▸ **O que fazer**: Extraia do texto sobre o disco Sistemas & Danos o trecho que vai de "Com Sistemas &" até "é prova disso.", copiando palavra por palavra, sem mudar nada.

------ Texto citado ------

Sistemas & Danos, é o novo disco do MC sergipano Dartha que traz um trabalho de excelência e abre caminho para outros Alquimistas Solares!
Com Sistemas & Danos, Dartha lança seu primeiro álbum, composto por 8 faixas e trabalhando dentro da sonoridade do Trap e suas variações. O disco conta com a produção do meliante Apollo 808 e marca um ponto histórico da sua caminhada mas também do cenário do rap feito no menor estado da república federativa do Brasil. Como já escrevi em outros momentos, Sergipe é um estado pequeno em tamanho mas extremamente rico em cultura. O cenário do Rap aracajuano é prova disso.
Hoje, o rap sergipano vive o seu momento mais rico, revelando jovens valores, com uma cena diversa em expressões do rap e da cultura Hip-Hop. Reflexo do momento nacional de crescimento da Indústria Cultural que absorveu parte do rap nacional, e o diluiu, o momento histórico do Rap sergipano é de afirmações e reatualizações de nomes que foram fundamentais para o cenário local e certamente Dartha é um dos pilares, quando se trata de rap nordestino e sergipano.

------ Material de origem ------

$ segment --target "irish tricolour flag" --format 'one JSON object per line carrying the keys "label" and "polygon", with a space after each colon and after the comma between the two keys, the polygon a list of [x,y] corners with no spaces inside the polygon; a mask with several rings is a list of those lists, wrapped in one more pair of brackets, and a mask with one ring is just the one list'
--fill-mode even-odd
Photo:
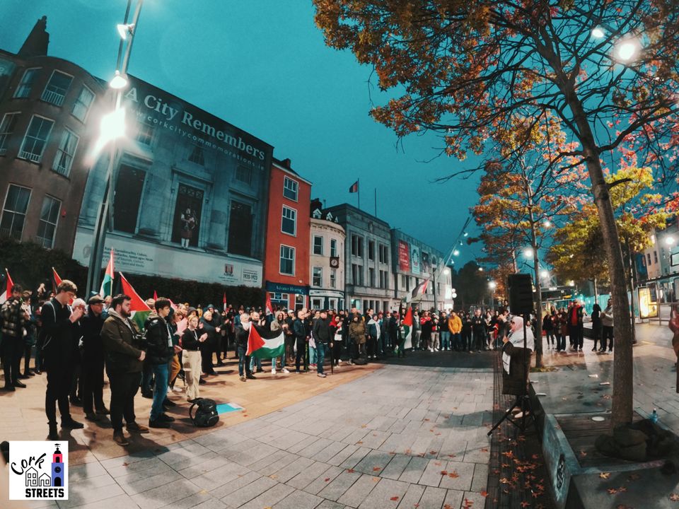
{"label": "irish tricolour flag", "polygon": [[250,325],[250,335],[248,337],[248,351],[245,355],[252,356],[258,359],[280,357],[285,353],[285,339],[283,331],[278,337],[273,339],[264,339],[253,324]]}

------

▸ **Resultado final**:
Com Sistemas & Danos, Dartha lança seu primeiro álbum, composto por 8 faixas e trabalhando dentro da sonoridade do Trap e suas variações. O disco conta com a produção do meliante Apollo 808 e marca um ponto histórico da sua caminhada mas também do cenário do rap feito no menor estado da república federativa do Brasil. Como já escrevi em outros momentos, Sergipe é um estado pequeno em tamanho mas extremamente rico em cultura. O cenário do Rap aracajuano é prova disso.